What to work on :: Scan the entries for the word "clicks", and copy every line where it appears.

Given data ::

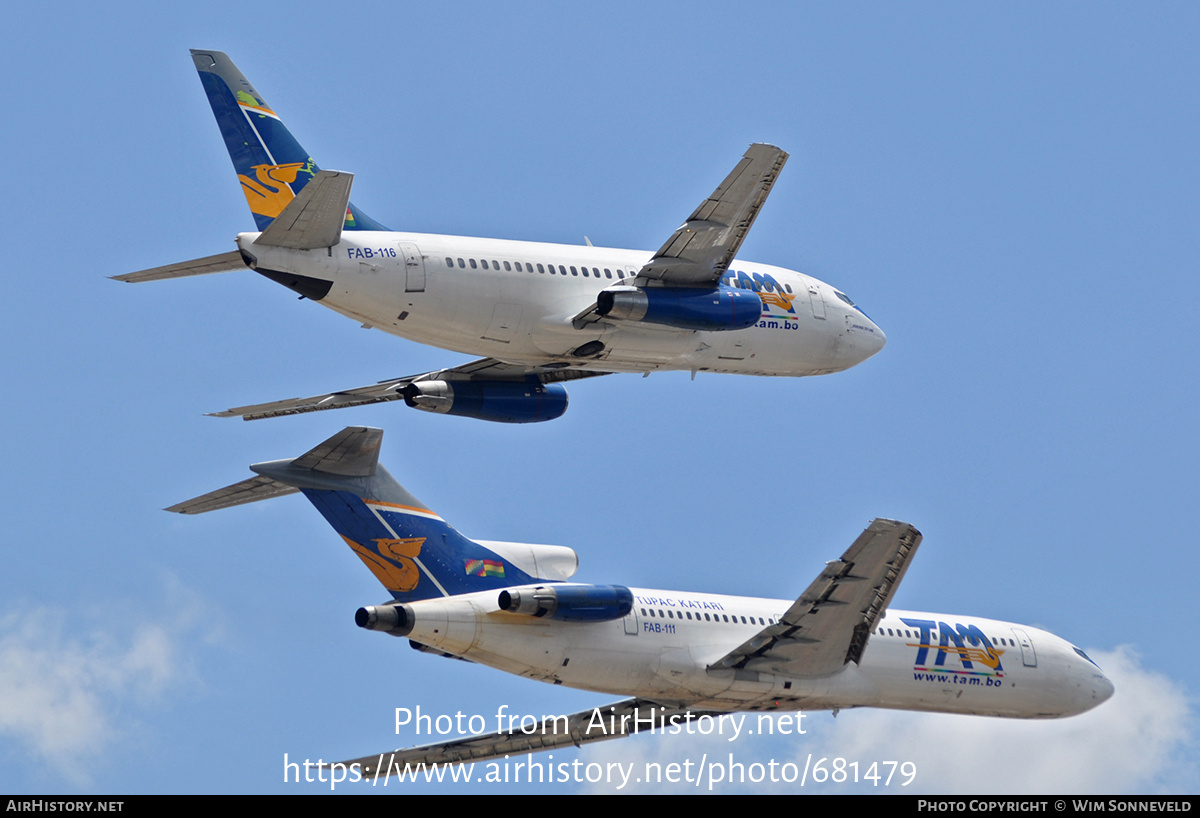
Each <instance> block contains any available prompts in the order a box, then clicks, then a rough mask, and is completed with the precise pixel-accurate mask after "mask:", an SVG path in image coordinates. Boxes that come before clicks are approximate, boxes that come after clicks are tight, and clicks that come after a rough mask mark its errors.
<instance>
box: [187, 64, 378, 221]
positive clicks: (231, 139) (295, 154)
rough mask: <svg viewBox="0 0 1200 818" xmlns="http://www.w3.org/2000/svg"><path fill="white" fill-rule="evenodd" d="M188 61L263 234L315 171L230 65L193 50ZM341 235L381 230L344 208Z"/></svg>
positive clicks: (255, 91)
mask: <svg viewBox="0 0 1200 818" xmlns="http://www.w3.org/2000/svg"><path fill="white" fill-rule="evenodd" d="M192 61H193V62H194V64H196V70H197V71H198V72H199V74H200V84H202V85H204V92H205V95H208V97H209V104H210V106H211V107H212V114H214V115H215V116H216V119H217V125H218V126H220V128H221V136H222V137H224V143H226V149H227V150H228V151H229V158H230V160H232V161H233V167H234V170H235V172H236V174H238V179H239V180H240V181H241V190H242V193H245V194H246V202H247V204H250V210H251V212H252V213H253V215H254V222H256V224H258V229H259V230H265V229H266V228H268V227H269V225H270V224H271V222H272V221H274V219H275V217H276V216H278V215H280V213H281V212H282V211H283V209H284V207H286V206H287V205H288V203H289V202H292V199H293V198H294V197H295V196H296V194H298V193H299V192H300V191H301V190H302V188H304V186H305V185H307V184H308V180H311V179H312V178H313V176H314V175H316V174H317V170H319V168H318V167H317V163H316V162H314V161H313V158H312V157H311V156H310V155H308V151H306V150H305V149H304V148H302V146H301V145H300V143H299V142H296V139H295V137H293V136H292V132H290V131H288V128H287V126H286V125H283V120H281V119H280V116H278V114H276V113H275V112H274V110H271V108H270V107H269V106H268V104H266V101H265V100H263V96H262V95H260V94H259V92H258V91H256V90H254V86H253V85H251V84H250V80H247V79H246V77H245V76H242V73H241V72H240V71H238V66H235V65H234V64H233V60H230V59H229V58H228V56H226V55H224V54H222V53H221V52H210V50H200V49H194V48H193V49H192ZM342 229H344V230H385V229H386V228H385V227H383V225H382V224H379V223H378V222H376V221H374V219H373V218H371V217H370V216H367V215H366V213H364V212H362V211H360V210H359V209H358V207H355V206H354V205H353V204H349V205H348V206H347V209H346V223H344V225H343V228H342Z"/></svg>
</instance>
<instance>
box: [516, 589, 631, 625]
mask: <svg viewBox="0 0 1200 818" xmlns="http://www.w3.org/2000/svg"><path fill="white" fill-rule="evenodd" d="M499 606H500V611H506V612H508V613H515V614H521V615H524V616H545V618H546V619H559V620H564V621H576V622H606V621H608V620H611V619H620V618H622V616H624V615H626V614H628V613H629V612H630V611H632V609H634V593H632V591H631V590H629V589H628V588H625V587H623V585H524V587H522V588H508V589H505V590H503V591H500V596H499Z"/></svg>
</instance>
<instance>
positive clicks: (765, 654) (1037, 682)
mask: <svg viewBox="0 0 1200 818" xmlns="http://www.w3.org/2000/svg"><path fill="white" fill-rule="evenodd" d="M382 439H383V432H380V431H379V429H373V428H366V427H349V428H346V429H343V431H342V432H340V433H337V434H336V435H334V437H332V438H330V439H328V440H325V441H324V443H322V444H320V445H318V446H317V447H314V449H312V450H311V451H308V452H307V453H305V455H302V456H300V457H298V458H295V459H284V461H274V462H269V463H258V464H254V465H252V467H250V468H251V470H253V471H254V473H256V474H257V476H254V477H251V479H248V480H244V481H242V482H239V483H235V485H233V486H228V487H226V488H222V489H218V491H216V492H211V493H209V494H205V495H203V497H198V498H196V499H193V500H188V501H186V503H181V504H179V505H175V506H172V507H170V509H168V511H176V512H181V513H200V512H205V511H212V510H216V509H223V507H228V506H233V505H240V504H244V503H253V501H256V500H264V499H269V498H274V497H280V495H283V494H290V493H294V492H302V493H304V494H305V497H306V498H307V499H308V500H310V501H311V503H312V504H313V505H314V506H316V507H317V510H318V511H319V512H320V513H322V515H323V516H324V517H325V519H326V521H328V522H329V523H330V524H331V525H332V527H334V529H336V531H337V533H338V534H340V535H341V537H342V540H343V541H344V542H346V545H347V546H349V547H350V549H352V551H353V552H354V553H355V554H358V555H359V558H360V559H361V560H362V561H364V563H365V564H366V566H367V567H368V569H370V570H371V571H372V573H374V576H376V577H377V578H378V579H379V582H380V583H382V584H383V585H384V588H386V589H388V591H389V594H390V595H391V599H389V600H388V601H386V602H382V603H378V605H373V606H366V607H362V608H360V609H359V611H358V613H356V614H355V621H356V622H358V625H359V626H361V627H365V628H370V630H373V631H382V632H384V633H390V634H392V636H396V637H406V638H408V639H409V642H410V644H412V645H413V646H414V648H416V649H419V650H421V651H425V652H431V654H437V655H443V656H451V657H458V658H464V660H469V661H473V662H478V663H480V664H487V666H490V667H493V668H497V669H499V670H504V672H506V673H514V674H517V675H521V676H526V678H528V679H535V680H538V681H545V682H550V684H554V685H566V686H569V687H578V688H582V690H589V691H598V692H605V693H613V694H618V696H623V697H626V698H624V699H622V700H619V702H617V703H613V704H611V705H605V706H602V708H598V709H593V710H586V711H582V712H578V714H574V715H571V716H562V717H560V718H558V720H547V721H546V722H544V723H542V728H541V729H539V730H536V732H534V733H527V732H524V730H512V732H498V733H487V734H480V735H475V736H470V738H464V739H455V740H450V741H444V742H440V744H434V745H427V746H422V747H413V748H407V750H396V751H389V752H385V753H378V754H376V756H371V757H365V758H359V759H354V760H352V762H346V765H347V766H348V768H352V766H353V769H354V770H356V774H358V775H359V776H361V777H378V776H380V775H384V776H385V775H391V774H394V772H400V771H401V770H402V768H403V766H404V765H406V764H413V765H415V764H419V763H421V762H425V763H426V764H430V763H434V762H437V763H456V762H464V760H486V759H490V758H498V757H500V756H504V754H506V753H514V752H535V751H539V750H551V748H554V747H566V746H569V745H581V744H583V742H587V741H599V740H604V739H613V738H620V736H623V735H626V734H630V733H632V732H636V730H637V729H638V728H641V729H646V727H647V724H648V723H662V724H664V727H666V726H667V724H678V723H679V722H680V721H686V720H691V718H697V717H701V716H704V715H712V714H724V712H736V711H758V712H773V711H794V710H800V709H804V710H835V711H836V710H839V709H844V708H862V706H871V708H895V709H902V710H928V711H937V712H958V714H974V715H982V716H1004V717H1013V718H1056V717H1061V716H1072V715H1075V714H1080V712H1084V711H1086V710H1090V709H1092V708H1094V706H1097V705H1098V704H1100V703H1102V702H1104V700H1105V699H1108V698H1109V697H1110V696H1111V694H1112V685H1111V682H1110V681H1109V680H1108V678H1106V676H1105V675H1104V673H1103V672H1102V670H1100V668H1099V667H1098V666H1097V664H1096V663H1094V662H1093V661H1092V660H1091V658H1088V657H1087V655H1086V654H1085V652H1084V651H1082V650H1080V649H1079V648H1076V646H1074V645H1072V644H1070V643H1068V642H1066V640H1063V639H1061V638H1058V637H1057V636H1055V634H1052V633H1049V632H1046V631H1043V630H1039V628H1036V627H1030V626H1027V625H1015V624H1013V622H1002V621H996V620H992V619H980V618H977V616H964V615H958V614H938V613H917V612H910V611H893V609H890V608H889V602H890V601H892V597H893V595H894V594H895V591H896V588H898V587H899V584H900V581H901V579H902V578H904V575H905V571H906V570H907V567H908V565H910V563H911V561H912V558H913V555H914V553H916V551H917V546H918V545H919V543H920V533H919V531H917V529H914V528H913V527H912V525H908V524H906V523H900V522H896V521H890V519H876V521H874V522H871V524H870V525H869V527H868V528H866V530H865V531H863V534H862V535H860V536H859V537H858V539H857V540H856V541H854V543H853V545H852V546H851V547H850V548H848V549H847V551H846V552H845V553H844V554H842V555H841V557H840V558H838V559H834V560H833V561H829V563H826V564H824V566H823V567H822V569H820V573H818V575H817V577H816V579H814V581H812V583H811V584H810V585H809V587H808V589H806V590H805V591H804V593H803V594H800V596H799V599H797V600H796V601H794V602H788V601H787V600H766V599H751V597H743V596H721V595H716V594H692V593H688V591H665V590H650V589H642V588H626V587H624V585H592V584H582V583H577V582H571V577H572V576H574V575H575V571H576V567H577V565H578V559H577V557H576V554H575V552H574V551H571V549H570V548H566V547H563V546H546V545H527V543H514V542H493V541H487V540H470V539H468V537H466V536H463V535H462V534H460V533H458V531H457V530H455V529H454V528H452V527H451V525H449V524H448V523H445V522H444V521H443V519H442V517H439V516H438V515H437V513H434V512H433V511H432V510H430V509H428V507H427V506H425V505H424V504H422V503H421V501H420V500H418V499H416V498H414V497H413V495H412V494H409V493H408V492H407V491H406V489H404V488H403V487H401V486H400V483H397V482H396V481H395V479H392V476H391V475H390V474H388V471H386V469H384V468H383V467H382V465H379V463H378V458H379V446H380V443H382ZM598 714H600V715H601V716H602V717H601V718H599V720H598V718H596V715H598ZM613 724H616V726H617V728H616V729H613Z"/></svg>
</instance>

Exercise output ::
Each <instance> block contains any available prompts in the order a box, then clicks, then a rough mask, and is completed with the precise pixel-accurate mask after "mask:", an SVG path in image coordinates. Boxes that come before clicks are approximate, boxes that come after clicks are tight, and clicks that come after a rough mask mark its errors.
positive clicks: (231, 139) (295, 154)
positive clicks: (255, 91)
positive clicks: (765, 654) (1037, 682)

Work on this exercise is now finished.